I would think it does.. I have seen just over 100c and 240w on my 5900 so you should be ok.


----------



## newtekie1 (Nov 1, 2021)

TacomaToker said:


> I don’t get why it throttled at 92c. Thought it had a few more degrees to play with!


What sensor are you actually reading? The 10750H has a TJunction max temp of 100°C, so it shouldn't throttle until that point. However, there are usually other temp sensor that will read lower than the sensor directly on the die.


----------



## unclewebb (Nov 1, 2021)

newtekie1 said:


> it shouldn't throttle until that point.


Most modern laptops use a negative offset to lower the thermal throttling temperature to less than the Intel recommended 100°C value. I have seen some Asus laptops that are using an offset of 12 which reduces the thermal throttling temperature to 88°C instead of the full 100°C. Manufacturers do not have the balls to admit to what they are doing. Most laptop review sites are afraid to publish this useful information. Buyer beware. 

ThrottleStop reports the actual throttling temperature. It also allows you to adjust the offset value as long as the manufacturer has not set the lock bit on this register in the BIOS. 










After adjusting PROCHOT Offset back to the Intel default of 0, things are back to normal.


----------

→ Entries supplied
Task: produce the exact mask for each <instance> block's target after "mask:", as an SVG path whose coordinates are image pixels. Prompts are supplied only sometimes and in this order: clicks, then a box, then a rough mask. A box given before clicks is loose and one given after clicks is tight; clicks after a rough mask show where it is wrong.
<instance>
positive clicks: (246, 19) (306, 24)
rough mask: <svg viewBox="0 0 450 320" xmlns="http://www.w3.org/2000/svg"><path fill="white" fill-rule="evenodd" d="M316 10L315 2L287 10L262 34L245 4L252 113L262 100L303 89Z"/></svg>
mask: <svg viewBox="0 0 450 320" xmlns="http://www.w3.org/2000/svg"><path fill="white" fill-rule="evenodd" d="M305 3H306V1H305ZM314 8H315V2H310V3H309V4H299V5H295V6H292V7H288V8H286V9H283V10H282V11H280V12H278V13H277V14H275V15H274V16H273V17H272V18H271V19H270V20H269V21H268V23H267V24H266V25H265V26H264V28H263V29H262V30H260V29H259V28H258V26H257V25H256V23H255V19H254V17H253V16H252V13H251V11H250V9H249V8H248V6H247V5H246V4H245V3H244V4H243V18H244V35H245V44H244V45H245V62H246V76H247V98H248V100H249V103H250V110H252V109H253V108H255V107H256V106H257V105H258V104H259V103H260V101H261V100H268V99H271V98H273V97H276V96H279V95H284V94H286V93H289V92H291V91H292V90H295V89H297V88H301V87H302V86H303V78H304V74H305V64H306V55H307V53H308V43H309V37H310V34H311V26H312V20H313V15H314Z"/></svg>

→ What to do
1. Please edit the thermal throttling thread: reproduce the passage between "Most modern laptops" and "in the BIOS.", inclusive, with "laptops" replaced by "notebooks".
2. Answer these from the thermal throttling thread:
(a) What TJunction max temperature is given for the 10750H?
(b) An offset of 12 on some Asus laptops reduces the thermal throttling temperature to what value?
(c) To what value was the PROCHOT Offset adjusted to bring things back to normal?

→ Answers per task
1.
Most modern notebooks use a negative offset to lower the thermal throttling temperature to less than the Intel recommended 100°C value. I have seen some Asus notebooks that are using an offset of 12 which reduces the thermal throttling temperature to 88°C instead of the full 100°C. Manufacturers do not have the balls to admit to what they are doing. Most laptop review sites are afraid to publish this useful information. Buyer beware. 

ThrottleStop reports the actual throttling temperature. It also allows you to adjust the offset value as long as the manufacturer has not set the lock bit on this register in the BIOS.

2.
(a) 100°C
(b) 88°C
(c) The Intel default of 0